- Job
Rescale the records below: copy every line again, requests included, but multiply each box coordinate in the answers by 1.2 and round it to a whole number, with halves rounded up. Do this for all the records.

╔══

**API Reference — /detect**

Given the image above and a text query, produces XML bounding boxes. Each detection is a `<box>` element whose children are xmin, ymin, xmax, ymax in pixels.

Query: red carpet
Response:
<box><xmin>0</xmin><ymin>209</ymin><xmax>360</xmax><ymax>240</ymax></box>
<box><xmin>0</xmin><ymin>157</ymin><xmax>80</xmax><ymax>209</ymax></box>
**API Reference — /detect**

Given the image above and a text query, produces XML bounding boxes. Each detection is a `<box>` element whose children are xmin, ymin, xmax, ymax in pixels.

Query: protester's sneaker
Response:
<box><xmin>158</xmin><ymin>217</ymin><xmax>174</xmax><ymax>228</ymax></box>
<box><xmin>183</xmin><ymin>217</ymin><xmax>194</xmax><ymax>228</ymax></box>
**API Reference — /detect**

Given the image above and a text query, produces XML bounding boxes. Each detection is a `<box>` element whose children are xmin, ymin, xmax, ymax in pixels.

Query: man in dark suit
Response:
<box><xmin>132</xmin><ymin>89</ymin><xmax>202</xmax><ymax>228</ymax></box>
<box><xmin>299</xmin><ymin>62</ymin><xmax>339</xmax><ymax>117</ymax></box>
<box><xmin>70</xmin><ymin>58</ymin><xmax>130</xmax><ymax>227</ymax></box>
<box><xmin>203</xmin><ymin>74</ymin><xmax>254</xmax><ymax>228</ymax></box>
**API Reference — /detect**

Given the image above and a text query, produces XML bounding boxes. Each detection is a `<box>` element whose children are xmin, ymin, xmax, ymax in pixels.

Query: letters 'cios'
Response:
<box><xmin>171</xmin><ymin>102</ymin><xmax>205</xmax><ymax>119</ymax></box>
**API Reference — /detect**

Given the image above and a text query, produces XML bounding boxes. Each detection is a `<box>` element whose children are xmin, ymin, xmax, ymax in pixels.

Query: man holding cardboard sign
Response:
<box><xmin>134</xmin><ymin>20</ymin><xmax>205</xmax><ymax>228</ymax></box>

╚══

- Exercise result
**API Reference — /detect**

Given the image above and a text query, produces XML bounding boxes. Each detection is a `<box>` element whose children are xmin, ymin, xmax, ymax in pixels.

Query: red carpet
Response:
<box><xmin>0</xmin><ymin>251</ymin><xmax>432</xmax><ymax>288</ymax></box>
<box><xmin>0</xmin><ymin>188</ymin><xmax>96</xmax><ymax>251</ymax></box>
**API Reference — /detect**

Given the image above and a text query, produces XML bounding boxes. Each detection is a `<box>` element whose children are xmin, ymin, xmax, ymax in pixels.

Query: protester's sneaker
Response:
<box><xmin>190</xmin><ymin>260</ymin><xmax>209</xmax><ymax>274</ymax></box>
<box><xmin>220</xmin><ymin>260</ymin><xmax>233</xmax><ymax>274</ymax></box>
**API Reference — /detect**

Given the image above and a text query, produces XML bounding boxes. Each detection is a `<box>` element whose children are xmin, ymin, xmax, ymax in pixels.

Query: man in dark suit
Response:
<box><xmin>158</xmin><ymin>107</ymin><xmax>242</xmax><ymax>274</ymax></box>
<box><xmin>359</xmin><ymin>74</ymin><xmax>407</xmax><ymax>140</ymax></box>
<box><xmin>84</xmin><ymin>70</ymin><xmax>156</xmax><ymax>272</ymax></box>
<box><xmin>244</xmin><ymin>89</ymin><xmax>305</xmax><ymax>274</ymax></box>
**API Reference — /detect**

Given the image above and a text query, produces XML bounding boxes. Each detection is a `<box>` element whose children are xmin, ymin, xmax, ymax in pixels.

Query: letters 'cios'
Response:
<box><xmin>205</xmin><ymin>122</ymin><xmax>246</xmax><ymax>143</ymax></box>
**API Reference — /detect**

Given the image above and a text query, produces XML bounding boxes. Each detection is a `<box>` element whose children are xmin, ymin, xmax, ymax in pixels.

Query: man holding cardboard sign
Response:
<box><xmin>161</xmin><ymin>24</ymin><xmax>246</xmax><ymax>274</ymax></box>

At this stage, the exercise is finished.